[Begin]
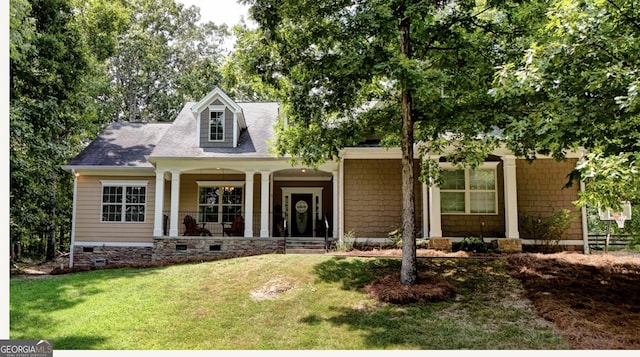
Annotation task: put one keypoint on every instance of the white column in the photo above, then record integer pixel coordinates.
(248, 204)
(340, 224)
(158, 217)
(585, 224)
(425, 210)
(175, 202)
(435, 216)
(334, 215)
(510, 197)
(264, 204)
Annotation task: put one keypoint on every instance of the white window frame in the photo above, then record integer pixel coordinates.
(220, 204)
(217, 109)
(124, 184)
(489, 165)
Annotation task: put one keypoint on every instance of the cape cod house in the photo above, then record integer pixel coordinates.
(205, 184)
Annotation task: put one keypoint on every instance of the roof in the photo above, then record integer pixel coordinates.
(122, 144)
(180, 140)
(129, 144)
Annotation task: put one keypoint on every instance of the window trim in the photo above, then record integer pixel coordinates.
(487, 165)
(124, 184)
(217, 109)
(220, 184)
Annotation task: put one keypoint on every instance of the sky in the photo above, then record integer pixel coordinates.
(220, 11)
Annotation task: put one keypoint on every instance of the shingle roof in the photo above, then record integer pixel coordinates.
(127, 144)
(122, 144)
(180, 140)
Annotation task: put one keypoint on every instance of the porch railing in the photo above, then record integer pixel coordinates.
(216, 228)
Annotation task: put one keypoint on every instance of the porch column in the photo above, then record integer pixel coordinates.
(248, 204)
(340, 224)
(158, 219)
(264, 204)
(435, 216)
(175, 202)
(510, 197)
(425, 210)
(334, 215)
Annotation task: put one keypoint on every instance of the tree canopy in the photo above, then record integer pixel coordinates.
(576, 87)
(397, 71)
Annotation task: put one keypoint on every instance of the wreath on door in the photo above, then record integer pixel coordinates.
(301, 216)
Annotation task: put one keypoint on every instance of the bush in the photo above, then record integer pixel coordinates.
(547, 231)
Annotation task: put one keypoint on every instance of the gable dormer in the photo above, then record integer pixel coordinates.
(219, 121)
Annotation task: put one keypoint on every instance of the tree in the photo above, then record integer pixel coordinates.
(163, 58)
(50, 65)
(576, 86)
(428, 64)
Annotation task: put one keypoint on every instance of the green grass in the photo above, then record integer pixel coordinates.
(320, 305)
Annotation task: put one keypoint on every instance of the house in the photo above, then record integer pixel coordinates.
(152, 191)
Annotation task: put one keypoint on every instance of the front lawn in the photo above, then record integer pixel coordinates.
(276, 302)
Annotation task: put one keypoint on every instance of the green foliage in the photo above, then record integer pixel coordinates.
(576, 86)
(347, 242)
(473, 244)
(162, 58)
(547, 231)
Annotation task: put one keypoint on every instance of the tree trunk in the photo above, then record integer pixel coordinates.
(408, 271)
(51, 242)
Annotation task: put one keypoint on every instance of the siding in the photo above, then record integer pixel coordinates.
(89, 227)
(373, 197)
(541, 191)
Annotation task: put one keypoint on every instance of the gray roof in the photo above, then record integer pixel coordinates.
(122, 144)
(180, 139)
(127, 144)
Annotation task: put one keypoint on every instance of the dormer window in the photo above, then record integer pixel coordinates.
(216, 124)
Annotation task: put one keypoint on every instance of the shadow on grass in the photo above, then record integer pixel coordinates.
(477, 319)
(77, 343)
(354, 274)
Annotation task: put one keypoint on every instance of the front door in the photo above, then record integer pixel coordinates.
(302, 215)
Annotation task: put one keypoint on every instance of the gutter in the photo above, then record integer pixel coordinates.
(73, 216)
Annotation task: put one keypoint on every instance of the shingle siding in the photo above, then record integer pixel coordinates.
(541, 191)
(373, 197)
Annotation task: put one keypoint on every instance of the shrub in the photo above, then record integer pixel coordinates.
(546, 231)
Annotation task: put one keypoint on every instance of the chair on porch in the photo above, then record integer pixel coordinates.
(236, 228)
(192, 229)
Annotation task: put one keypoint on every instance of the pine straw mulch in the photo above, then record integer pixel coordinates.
(593, 300)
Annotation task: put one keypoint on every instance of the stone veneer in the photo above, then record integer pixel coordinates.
(168, 248)
(110, 255)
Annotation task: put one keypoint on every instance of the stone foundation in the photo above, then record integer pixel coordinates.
(443, 244)
(191, 247)
(171, 248)
(509, 245)
(103, 256)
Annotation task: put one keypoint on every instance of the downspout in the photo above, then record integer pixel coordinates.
(73, 217)
(585, 224)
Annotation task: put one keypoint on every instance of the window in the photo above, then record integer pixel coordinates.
(216, 125)
(469, 191)
(124, 201)
(219, 202)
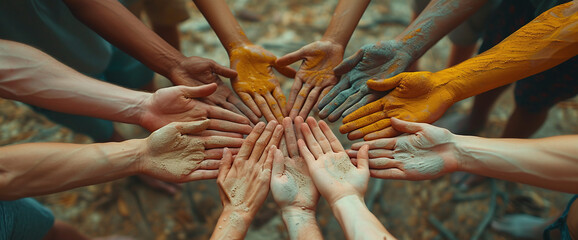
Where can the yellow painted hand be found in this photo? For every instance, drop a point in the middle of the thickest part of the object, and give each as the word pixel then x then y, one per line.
pixel 414 97
pixel 256 83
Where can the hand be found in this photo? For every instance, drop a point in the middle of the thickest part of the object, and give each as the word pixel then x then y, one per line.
pixel 244 181
pixel 416 97
pixel 173 154
pixel 196 71
pixel 427 153
pixel 315 76
pixel 372 61
pixel 256 83
pixel 179 104
pixel 291 184
pixel 333 173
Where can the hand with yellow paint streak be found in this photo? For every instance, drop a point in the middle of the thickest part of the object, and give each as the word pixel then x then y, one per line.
pixel 315 76
pixel 372 61
pixel 414 96
pixel 256 83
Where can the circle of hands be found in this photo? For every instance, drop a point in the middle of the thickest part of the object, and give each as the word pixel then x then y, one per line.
pixel 201 126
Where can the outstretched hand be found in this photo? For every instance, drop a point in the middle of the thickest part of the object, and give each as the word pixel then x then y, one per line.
pixel 314 78
pixel 414 96
pixel 175 154
pixel 256 83
pixel 372 61
pixel 180 104
pixel 333 173
pixel 426 153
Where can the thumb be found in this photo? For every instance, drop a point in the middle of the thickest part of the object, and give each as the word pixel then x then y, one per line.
pixel 405 126
pixel 363 158
pixel 385 84
pixel 349 63
pixel 186 128
pixel 199 91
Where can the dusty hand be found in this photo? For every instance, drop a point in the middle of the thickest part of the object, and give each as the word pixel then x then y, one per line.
pixel 372 61
pixel 315 76
pixel 426 153
pixel 180 104
pixel 416 97
pixel 256 83
pixel 173 154
pixel 291 183
pixel 244 181
pixel 331 169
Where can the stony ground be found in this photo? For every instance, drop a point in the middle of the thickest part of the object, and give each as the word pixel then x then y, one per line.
pixel 410 210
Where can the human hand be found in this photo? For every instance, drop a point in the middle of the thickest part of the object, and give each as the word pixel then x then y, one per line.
pixel 331 169
pixel 291 184
pixel 315 76
pixel 416 97
pixel 196 71
pixel 427 153
pixel 373 61
pixel 256 83
pixel 173 153
pixel 244 181
pixel 180 104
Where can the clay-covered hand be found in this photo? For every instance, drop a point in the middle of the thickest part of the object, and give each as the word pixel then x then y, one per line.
pixel 427 152
pixel 256 83
pixel 414 96
pixel 196 71
pixel 175 154
pixel 315 76
pixel 180 104
pixel 373 61
pixel 291 184
pixel 331 169
pixel 244 181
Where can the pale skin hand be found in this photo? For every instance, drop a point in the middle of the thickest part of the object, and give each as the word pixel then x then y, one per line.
pixel 180 103
pixel 416 97
pixel 372 61
pixel 256 83
pixel 424 154
pixel 244 181
pixel 293 189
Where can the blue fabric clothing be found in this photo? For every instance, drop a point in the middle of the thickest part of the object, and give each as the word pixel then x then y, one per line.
pixel 24 219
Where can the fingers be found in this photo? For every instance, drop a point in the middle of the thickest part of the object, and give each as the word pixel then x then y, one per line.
pixel 248 100
pixel 224 114
pixel 244 109
pixel 312 143
pixel 349 63
pixel 290 137
pixel 363 159
pixel 333 141
pixel 250 141
pixel 275 107
pixel 278 163
pixel 198 92
pixel 226 126
pixel 187 128
pixel 224 71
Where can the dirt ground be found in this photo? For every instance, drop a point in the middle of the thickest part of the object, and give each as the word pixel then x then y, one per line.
pixel 409 210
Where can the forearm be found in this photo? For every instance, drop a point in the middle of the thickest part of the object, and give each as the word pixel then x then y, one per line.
pixel 357 221
pixel 30 76
pixel 301 224
pixel 550 163
pixel 438 19
pixel 547 41
pixel 34 169
pixel 223 23
pixel 345 18
pixel 111 20
pixel 232 224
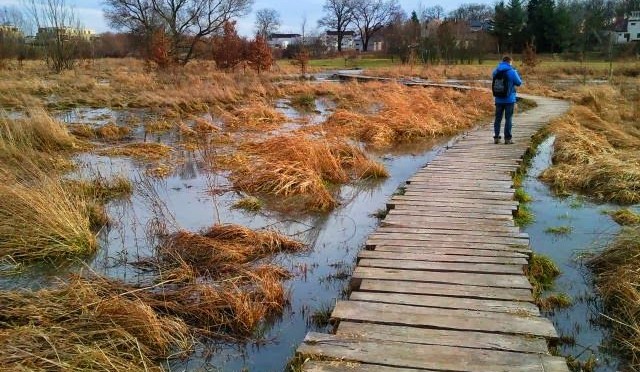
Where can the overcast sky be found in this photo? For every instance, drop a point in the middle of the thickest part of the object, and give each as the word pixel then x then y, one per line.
pixel 291 11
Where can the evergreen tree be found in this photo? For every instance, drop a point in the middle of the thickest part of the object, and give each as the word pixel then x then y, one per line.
pixel 516 21
pixel 541 25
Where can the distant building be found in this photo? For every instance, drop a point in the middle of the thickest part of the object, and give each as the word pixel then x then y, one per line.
pixel 46 34
pixel 626 30
pixel 348 40
pixel 10 31
pixel 284 40
pixel 375 44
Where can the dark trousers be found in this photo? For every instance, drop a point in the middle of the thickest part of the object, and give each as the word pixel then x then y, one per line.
pixel 506 110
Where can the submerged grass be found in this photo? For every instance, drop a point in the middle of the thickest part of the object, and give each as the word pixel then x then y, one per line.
pixel 616 279
pixel 625 217
pixel 597 146
pixel 541 273
pixel 301 169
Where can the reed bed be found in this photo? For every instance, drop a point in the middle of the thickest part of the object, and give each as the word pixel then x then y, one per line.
pixel 213 284
pixel 41 220
pixel 616 279
pixel 302 169
pixel 597 147
pixel 80 325
pixel 385 114
pixel 139 150
pixel 256 115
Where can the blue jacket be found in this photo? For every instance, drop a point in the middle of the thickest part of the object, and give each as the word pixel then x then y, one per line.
pixel 514 81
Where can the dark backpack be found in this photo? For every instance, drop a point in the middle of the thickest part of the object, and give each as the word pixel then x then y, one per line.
pixel 500 84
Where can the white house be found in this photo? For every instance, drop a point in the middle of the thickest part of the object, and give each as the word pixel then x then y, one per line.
pixel 627 30
pixel 348 40
pixel 283 40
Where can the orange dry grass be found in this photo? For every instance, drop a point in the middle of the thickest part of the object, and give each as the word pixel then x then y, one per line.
pixel 408 114
pixel 254 115
pixel 126 83
pixel 300 167
pixel 84 325
pixel 597 147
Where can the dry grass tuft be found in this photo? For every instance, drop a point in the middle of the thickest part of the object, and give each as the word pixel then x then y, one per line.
pixel 384 114
pixel 256 115
pixel 142 150
pixel 616 278
pixel 626 217
pixel 112 132
pixel 597 147
pixel 43 220
pixel 81 325
pixel 302 169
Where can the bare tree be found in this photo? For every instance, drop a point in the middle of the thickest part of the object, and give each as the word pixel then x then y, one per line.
pixel 370 16
pixel 431 13
pixel 338 16
pixel 267 22
pixel 185 22
pixel 58 31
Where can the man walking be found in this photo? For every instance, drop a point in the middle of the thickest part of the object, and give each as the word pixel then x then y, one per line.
pixel 505 81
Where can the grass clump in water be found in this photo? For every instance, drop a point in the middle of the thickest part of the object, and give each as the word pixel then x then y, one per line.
pixel 559 230
pixel 102 189
pixel 541 273
pixel 523 216
pixel 305 102
pixel 43 220
pixel 302 170
pixel 522 196
pixel 625 217
pixel 616 279
pixel 143 150
pixel 249 203
pixel 596 147
pixel 555 301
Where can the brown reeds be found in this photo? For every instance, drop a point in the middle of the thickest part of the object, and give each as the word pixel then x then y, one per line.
pixel 42 220
pixel 302 168
pixel 142 150
pixel 384 114
pixel 81 325
pixel 597 147
pixel 616 279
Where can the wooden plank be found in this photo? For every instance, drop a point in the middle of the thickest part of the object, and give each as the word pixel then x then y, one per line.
pixel 446 302
pixel 449 208
pixel 445 289
pixel 411 222
pixel 427 317
pixel 340 366
pixel 521 248
pixel 473 252
pixel 430 257
pixel 463 267
pixel 427 336
pixel 449 238
pixel 482 217
pixel 450 199
pixel 481 280
pixel 427 230
pixel 443 358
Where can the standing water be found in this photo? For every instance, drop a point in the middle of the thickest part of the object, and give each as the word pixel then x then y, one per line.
pixel 564 230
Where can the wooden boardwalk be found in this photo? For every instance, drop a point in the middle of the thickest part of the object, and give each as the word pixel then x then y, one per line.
pixel 440 285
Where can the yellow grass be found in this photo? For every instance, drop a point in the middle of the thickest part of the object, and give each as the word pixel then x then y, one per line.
[End]
=== Instructions to follow ===
In the entries above, copy out the lines word for word, starting at the line containing "Where can the distant" and ending at the line containing "pixel 284 40".

=== Problem solution ===
Where can the distant building be found in this photo? For every instance, drop a point in the middle of the thickest part of the object, and give each as the word pixel then x then y, one per line.
pixel 46 34
pixel 626 30
pixel 348 40
pixel 10 31
pixel 284 40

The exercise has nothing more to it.